Consigne A:
Dans le texte sur l'histoire politique belge ci-dessous, reproduisez à l'identique le passage qui va de « Il y a cent » jusqu'à « contexte de l’époque. ».

Texte fourni:
******
Il y a cent ans, le 17 juin 1925, le catholique Prosper Poullet prenait la tête du premier gouvernement « travailliste » de l’histoire de Belgique. Pascal Lefèvre, chroniqueur indépendant, nous replonge dans le contexte de l’époque.
Dans notre pays, la notion de « travaillisme », qui n’est plus guère utilisée de nos jours, désignait, au XXe siècle, un regroupement des forces de gauche socialistes et démocrates-chrétiennes, voire tout simplement, après la Seconde Guerre mondiale, une alliance entre le Parti socialiste belge (P.S.B.) et le Parti social-chrétien (P.S.C.).
De l’indépendance, en 1830, à 1894, les catholiques et les libéraux dominent très largement la scène politique belge, soit en formant ensemble des coalitions gouvernementales, soit en constituant des cabinets homogènes, sur la base d’un scrutin électoral censitaire et majoritaire.
La fondation du Parti ouvrier belge (P.O.B.) en 1885, ainsi que l’introduction du suffrage universel et obligatoire en 1893, même s’il est plural1 et demeure majoritaire, vont changer la donne et mettre fin au bipolarisme parlementaire catholique-libéral. Lors des premières élections législatives du 14 octobre 1894, renouvelant la totalité des 152 sièges de la Chambre des Représentants, tenues en vertu du nouveau système de vote, les catholiques renforcent leur majorité absolue, en obtenant deux tiers des sièges, mais les socialistes font leur entrée au Parlement pour la première fois, avec 28 sièges. Les libéraux, quant à eux, sont les grands perdants, ne décrochant plus que 20 sièges, tandis qu’un siège est attribué aux « Daensistes »2.
En 1899, le gouvernement homogène catholique de Paul de Smet de Naeyer fait adopter une loi instituant le scrutin proportionnel (cependant toujours plural). Cette décision est motivée notamment par une double crainte : la montée en puissance électorale du P.O.B. et la dégringolade du Parti libéral, à la suite de l’introduction du suffrage universel majoritaire en 1893. La modification s’avère payante, puisqu’elle permet effectivement aux libéraux de se renforcer et de limiter la progression des socialistes, tout en préservant la majorité absolue des catholiques.
En 1916, en raison du conflit mondial en cours et à la demande insistante du roi Albert Ier, Charles de Broqueville élargit son cabinet catholique aux libéraux et aux socialistes, formant ainsi un gouvernement d’« union nationale ». Ce gouvernement est non seulement le premier tripartite en Belgique, mais également le premier à participation socialiste. L’« union nationale » se maintient jusqu’à la fin de 1921, avec à sa tête successivement les catholiques Gérard Cooreman, Léon Delacroix et Henry Carton de Wiart, sous réserve de l’introduction immédiate du suffrage universel direct pur et simple, ce qui sera chose faite pour les élections législatives du 16 novembre 1919.
Ce sont ces élections qui font dorénavant des socialistes des acteurs majeurs de la vie politique belge. En effet, bien que les catholiques conservent une majorité relative (et non plus absolue), le P.O.B. double son nombre de sièges à la Chambre. Les libéraux se classent en troisième position.
******
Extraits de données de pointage
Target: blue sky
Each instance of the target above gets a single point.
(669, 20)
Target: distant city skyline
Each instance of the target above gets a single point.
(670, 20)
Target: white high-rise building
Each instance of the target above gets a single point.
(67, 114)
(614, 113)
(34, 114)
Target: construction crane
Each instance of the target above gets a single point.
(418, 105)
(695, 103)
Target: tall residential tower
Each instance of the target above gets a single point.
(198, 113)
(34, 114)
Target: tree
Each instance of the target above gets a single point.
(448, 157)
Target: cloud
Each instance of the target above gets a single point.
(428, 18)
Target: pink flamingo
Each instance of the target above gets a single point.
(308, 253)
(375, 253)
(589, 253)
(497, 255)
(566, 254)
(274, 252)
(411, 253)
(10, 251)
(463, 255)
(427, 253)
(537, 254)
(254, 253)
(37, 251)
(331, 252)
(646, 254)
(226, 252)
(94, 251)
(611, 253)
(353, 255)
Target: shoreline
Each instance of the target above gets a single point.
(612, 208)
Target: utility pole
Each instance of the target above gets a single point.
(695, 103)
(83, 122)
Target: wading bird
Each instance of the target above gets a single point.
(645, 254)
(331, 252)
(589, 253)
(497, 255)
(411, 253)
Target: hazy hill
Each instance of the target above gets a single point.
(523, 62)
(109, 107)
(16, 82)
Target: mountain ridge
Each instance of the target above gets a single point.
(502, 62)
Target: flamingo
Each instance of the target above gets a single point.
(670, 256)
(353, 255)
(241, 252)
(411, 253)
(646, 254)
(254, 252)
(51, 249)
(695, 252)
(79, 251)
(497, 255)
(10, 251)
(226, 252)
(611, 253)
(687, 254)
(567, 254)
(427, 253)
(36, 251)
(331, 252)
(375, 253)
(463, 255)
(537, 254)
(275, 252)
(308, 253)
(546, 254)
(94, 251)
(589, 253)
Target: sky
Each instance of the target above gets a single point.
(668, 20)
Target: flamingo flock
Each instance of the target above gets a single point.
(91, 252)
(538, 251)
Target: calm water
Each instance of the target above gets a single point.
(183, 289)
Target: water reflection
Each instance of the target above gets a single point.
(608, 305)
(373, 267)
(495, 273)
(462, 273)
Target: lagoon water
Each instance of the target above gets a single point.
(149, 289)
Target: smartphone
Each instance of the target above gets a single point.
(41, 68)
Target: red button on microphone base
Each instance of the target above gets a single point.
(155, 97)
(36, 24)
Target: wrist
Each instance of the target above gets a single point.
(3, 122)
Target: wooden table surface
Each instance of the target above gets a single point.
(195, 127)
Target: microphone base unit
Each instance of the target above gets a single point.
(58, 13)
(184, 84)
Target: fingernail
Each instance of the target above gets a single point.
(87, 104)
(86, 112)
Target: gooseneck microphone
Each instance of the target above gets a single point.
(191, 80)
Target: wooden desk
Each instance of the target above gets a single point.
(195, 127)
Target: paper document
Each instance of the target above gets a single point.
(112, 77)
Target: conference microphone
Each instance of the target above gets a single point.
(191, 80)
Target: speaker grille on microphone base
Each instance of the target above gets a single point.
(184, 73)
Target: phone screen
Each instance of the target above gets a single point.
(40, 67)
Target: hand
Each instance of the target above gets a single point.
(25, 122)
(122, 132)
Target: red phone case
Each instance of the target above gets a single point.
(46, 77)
******
Consigne B:
Sélectionnez chaque ligne des enregistrements ci-dessus qui contient le mot « flamingo », en tenant compte de la casse.

Résultat attendu A:
Il y a cent ans, le 17 juin 1925, le catholique Prosper Poullet prenait la tête du premier gouvernement « travailliste » de l’histoire de Belgique. Pascal Lefèvre, chroniqueur indépendant, nous replonge dans le contexte de l’époque.

Résultat attendu B:
Target: pink flamingo
Target: flamingo
Target: flamingo flock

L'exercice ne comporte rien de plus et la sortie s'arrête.